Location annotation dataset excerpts
'''
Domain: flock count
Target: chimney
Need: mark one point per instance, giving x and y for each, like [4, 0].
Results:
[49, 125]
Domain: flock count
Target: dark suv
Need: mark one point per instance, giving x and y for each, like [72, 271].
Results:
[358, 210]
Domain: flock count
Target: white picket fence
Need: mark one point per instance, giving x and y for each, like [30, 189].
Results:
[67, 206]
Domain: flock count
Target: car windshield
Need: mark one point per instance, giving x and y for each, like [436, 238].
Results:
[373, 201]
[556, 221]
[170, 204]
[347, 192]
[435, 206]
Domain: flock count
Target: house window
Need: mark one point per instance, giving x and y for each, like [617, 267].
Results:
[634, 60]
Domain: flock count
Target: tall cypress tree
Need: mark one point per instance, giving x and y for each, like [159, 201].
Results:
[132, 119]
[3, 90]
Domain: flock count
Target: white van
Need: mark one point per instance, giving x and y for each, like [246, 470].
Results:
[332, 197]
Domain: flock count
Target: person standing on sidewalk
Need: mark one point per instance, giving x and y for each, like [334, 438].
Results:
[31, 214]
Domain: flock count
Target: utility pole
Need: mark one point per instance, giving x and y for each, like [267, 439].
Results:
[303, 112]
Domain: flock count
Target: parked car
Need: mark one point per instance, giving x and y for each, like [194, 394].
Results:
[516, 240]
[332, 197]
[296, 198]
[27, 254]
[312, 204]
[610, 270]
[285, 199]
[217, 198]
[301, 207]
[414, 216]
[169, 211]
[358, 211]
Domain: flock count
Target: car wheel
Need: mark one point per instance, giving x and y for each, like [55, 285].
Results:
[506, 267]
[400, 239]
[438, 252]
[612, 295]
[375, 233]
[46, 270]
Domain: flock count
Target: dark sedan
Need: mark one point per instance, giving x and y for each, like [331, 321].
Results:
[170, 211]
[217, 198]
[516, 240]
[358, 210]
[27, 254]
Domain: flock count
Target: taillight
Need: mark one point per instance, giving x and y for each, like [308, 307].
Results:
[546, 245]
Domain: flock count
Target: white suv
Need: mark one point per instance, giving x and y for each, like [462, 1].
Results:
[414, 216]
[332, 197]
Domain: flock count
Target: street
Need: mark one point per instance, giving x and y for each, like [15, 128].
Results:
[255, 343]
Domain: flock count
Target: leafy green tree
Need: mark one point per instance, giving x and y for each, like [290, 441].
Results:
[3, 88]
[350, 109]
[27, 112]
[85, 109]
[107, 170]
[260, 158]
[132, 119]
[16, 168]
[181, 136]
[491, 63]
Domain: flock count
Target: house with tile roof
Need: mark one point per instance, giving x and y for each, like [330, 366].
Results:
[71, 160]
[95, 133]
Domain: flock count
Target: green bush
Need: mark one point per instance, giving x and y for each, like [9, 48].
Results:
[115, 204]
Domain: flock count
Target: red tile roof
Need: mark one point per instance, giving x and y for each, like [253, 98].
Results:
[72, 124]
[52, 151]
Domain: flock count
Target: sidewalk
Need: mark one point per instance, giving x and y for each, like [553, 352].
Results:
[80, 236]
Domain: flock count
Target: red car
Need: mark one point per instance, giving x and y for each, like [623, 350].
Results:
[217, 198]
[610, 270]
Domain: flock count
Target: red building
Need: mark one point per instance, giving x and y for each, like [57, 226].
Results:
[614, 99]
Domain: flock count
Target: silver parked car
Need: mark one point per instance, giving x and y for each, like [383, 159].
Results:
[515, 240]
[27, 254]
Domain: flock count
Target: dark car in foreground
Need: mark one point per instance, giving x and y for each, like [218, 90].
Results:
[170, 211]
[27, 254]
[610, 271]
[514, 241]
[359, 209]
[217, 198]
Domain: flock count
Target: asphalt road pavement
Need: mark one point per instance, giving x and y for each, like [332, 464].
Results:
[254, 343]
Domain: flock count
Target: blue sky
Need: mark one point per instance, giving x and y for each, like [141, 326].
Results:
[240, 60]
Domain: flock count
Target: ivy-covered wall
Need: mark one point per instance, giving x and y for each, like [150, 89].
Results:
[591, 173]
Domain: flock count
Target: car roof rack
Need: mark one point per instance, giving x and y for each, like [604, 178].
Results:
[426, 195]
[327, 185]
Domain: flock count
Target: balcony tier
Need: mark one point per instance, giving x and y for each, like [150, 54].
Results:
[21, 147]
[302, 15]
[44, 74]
'''
Reproduce the full listing word for word.

| ANSWER BELOW |
Domain: flock count
Target: chimney
Need: mark one point per instance, giving x and y for each, like [4, 0].
Results:
[49, 125]
Domain: flock count
Target: dark suv
Need: mark one point per instance, giving x and y for each, like [72, 271].
Results:
[358, 210]
Domain: flock count
Target: white picket fence
Need: mark one point per instance, giving x and y for each, like [30, 189].
Results:
[67, 206]
Domain: flock count
Target: car windshield
Need: mark one point per instance, giving x and y for each, like [436, 238].
Results:
[373, 201]
[556, 221]
[170, 204]
[347, 192]
[435, 206]
Domain: flock count
Target: house window
Need: mark one point per instance, giving x and y for each, like [617, 267].
Results:
[634, 60]
Domain: flock count
Target: tall cypress tree
Need: mark one point per instance, giving x and y for each, like [159, 201].
Results:
[132, 119]
[3, 90]
Domain: flock count
Target: white van
Need: mark one point per instance, giving x and y for each, like [246, 470].
Results:
[332, 197]
Domain: flock count
Target: person standing on sidewalk
Need: mark one point per instance, giving x and y for each, like [334, 438].
Results:
[31, 214]
Domain: flock count
Target: utility pole
Need: mark one point per instance, giving x and y for each, like [267, 439].
Results:
[303, 112]
Domain: flock count
Target: parked car
Need: mark one point per instance, giving x and y for each, like [194, 394].
Results:
[516, 240]
[332, 197]
[296, 198]
[27, 254]
[312, 204]
[610, 270]
[285, 199]
[217, 198]
[301, 207]
[414, 216]
[169, 211]
[358, 211]
Domain: flock count
Target: car wheel
Need: mark one point per instance, giving x and y for each, like [55, 285].
Results:
[506, 267]
[400, 239]
[438, 252]
[612, 295]
[375, 233]
[46, 270]
Domain: flock count
Target: dark sedan
Need: mark one point per instance, giving x and y for each, like [331, 321].
Results:
[170, 211]
[217, 198]
[516, 240]
[358, 210]
[27, 254]
Domain: flock count
Target: taillight
Need: mark one point per instance, giving x and y for each, like [308, 307].
Results:
[546, 245]
Domain: flock count
Target: white suv
Need: mark one point per instance, giving x and y for each, like [462, 1].
Results:
[414, 216]
[332, 197]
Domain: flock count
Target: street
Need: mark one point per instance, giving x and y for each, like [15, 128].
Results:
[255, 343]
Domain: flock count
Target: leafy green tree
Need: mark one point per instance, giving x and y for each, like [290, 441].
Results:
[3, 88]
[350, 109]
[27, 112]
[85, 109]
[107, 170]
[260, 158]
[132, 119]
[16, 168]
[181, 136]
[491, 63]
Domain: flock count
Target: house with tile roof
Need: mark one point per instance, giving x and y for each, like [330, 366].
Results:
[71, 160]
[95, 133]
Domain: flock count
Target: green bush
Need: mark one point per instance, giving x and y for each, like [9, 48].
Results:
[115, 204]
Domain: flock count
Target: red tile roof
Need: mark one point per instance, giving x and y for each, like [253, 98].
Results:
[72, 124]
[52, 151]
Domain: flock count
Target: sidewalk
Need: mark one point per instance, giving x and y for each, like [553, 352].
Results:
[80, 236]
Domain: flock count
Target: red car
Need: mark one point per instance, giving x and y for each, like [623, 350].
Results:
[217, 198]
[610, 270]
Domain: flock count
Target: red building
Need: mark one point per instance, giving x and y for each, like [57, 226].
Results:
[614, 99]
Domain: flock count
Target: silver parked car
Need: mark one point per instance, giving x and y for each, like [383, 159].
Results:
[515, 240]
[27, 254]
Domain: flock count
Target: dark car in foreground
Need: mark one point per instance, giving x and y for each, like [218, 90].
Results:
[170, 211]
[27, 254]
[610, 271]
[514, 241]
[359, 209]
[217, 198]
Domain: flock count
Target: asphalt road pavement
Need: mark one point per instance, giving x and y for each, like [332, 464].
Results:
[254, 343]
Domain: flock count
Target: blue sky
Need: mark one point per instance, giving x and y for each, like [141, 326].
Results:
[240, 60]
Domain: flock count
Target: ivy-covered wall
Need: mark one point per instance, giving x and y for each, like [150, 89].
Results:
[591, 173]
Domain: flock count
Target: car roof rack
Need: mark one point per instance, giving x and y for each, like [604, 178].
Results:
[426, 195]
[327, 185]
Domain: flock count
Target: balcony tier
Need: mark one point per instance, giving x and y for each, like [150, 54].
Results:
[21, 147]
[302, 15]
[44, 74]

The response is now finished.